··· Given information ···

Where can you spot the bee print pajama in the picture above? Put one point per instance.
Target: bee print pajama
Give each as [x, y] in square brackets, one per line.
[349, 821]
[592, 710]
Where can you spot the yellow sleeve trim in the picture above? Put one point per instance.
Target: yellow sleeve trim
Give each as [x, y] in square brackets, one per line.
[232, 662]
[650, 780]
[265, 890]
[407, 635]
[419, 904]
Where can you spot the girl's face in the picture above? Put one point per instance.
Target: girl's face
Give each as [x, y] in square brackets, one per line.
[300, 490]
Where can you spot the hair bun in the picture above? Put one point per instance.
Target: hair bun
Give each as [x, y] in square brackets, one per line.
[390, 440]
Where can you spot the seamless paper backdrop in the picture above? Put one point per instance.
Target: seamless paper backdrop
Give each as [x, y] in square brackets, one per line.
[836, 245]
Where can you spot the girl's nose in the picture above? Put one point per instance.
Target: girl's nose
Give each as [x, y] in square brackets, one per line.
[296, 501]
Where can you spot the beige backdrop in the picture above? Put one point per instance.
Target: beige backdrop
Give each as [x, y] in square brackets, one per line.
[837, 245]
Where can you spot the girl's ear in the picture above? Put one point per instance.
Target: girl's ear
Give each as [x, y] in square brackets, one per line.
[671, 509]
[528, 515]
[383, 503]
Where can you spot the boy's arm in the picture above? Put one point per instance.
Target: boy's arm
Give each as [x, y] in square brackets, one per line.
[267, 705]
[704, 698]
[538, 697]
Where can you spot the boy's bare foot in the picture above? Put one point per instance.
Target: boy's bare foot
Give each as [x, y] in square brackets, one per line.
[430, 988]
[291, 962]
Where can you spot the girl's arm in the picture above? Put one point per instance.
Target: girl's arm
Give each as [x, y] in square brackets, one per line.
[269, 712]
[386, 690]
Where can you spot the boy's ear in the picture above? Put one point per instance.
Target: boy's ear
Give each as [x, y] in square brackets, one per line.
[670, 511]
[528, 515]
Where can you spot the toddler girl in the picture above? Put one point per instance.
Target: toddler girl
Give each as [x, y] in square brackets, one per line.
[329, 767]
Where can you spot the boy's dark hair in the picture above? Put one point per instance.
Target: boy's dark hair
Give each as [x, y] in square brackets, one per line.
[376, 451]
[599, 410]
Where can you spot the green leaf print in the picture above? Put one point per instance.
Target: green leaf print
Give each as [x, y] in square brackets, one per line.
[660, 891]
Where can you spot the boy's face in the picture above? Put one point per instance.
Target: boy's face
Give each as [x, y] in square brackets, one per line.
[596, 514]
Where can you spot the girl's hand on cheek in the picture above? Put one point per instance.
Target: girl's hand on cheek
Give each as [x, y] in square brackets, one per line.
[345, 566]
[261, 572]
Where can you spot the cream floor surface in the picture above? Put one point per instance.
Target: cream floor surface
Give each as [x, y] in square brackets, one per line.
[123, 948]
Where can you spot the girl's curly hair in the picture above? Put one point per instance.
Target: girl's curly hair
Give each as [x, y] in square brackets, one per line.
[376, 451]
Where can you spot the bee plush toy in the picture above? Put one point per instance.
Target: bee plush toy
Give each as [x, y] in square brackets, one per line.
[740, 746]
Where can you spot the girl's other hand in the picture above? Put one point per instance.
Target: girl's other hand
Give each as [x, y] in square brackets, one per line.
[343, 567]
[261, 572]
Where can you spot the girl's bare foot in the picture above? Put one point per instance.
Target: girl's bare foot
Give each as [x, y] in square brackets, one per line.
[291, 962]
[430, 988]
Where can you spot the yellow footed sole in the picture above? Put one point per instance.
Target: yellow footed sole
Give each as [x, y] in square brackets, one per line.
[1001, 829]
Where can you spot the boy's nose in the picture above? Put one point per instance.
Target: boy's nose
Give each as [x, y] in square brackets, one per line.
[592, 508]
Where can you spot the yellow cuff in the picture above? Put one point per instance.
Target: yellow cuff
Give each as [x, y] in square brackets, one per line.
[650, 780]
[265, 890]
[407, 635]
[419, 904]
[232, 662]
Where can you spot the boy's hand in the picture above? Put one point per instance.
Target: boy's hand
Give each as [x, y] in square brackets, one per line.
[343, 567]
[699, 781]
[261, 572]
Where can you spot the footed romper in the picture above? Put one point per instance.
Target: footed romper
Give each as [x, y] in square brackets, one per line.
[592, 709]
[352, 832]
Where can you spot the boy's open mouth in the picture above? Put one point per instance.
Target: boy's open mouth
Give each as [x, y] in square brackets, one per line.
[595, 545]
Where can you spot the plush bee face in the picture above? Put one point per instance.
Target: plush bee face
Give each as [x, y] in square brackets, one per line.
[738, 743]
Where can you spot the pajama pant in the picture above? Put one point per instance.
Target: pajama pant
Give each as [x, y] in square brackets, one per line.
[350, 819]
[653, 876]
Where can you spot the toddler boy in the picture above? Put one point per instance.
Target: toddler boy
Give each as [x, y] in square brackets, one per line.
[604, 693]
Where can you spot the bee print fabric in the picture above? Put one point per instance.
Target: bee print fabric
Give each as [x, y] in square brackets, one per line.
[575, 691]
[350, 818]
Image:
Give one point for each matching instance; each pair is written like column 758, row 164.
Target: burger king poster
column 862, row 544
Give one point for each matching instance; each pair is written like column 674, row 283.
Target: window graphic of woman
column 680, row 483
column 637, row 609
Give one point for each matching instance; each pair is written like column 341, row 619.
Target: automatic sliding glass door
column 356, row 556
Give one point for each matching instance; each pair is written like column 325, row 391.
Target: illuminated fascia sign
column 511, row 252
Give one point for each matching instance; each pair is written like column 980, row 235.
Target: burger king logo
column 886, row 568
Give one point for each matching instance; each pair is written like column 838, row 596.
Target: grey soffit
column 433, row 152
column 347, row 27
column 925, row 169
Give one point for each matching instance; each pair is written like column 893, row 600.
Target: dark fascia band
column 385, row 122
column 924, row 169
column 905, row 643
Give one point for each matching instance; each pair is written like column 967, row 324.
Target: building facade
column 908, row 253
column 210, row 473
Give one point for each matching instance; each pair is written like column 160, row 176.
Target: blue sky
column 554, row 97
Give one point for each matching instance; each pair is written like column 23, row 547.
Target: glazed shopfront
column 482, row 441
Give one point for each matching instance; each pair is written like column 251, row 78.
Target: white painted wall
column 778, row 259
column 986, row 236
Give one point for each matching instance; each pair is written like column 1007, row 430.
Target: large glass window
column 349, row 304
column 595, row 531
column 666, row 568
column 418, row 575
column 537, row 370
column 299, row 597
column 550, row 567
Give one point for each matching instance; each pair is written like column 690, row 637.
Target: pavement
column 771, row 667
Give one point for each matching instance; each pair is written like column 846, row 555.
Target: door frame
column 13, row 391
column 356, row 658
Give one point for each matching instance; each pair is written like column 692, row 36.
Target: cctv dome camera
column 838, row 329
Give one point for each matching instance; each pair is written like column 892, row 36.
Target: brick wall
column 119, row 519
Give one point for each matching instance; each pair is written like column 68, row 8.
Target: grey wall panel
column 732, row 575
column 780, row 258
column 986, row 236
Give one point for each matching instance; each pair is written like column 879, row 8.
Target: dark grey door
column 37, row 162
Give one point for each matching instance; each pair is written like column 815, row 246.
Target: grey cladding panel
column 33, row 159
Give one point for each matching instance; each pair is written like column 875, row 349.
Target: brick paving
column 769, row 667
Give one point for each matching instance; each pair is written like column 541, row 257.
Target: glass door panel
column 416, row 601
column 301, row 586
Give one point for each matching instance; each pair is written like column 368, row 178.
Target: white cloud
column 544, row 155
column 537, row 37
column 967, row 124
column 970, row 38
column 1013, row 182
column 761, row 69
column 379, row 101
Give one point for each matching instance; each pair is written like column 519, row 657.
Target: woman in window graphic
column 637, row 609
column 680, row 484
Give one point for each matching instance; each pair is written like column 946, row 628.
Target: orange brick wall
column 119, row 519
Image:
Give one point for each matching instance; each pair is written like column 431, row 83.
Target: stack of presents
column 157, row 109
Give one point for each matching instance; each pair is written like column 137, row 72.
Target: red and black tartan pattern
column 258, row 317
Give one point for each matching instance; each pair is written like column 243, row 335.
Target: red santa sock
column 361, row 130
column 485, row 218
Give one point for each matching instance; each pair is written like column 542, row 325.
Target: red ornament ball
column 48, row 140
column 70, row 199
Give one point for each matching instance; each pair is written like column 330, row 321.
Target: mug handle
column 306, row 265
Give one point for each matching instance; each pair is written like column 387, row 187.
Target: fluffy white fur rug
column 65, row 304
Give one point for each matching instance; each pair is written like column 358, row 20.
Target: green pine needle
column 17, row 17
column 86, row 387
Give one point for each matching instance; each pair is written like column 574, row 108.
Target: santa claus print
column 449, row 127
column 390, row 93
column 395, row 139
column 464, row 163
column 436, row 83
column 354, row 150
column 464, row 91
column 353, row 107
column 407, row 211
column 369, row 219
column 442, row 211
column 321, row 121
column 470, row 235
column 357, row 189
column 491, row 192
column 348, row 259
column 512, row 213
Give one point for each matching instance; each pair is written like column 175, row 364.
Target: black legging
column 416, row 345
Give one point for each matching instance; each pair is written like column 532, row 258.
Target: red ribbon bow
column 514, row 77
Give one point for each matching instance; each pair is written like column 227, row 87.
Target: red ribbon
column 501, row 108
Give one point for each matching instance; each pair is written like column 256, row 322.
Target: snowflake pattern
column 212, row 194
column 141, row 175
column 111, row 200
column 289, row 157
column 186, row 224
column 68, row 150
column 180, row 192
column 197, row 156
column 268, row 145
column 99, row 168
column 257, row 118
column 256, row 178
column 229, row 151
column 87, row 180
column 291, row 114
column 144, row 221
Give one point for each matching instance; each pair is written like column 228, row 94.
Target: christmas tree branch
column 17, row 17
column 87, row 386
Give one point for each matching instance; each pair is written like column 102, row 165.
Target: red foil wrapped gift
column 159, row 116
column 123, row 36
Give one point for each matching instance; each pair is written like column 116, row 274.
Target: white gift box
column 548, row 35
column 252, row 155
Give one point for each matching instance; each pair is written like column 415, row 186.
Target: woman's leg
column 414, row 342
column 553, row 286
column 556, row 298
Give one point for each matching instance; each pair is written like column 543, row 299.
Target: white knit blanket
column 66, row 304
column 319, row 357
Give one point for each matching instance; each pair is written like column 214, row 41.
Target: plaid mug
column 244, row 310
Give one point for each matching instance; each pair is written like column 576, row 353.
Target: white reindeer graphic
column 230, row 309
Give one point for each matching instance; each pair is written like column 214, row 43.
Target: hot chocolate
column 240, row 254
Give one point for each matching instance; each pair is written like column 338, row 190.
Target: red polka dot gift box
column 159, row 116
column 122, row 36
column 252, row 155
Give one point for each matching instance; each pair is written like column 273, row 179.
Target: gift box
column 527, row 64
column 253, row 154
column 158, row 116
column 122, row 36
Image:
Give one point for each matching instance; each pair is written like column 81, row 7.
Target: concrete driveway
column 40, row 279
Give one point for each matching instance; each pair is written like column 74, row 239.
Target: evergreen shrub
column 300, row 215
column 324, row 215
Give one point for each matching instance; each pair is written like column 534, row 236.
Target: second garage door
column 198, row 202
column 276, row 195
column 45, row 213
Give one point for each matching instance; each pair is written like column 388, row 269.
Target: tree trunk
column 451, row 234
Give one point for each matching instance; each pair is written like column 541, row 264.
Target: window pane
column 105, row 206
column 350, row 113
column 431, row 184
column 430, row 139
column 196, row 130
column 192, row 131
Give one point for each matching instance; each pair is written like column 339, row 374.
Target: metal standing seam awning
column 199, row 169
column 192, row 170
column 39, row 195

···

#### Work task
Scan the data above line by line. Please say how many lines hold the word "fabric", and give only that number.

#### Solution to the exercise
2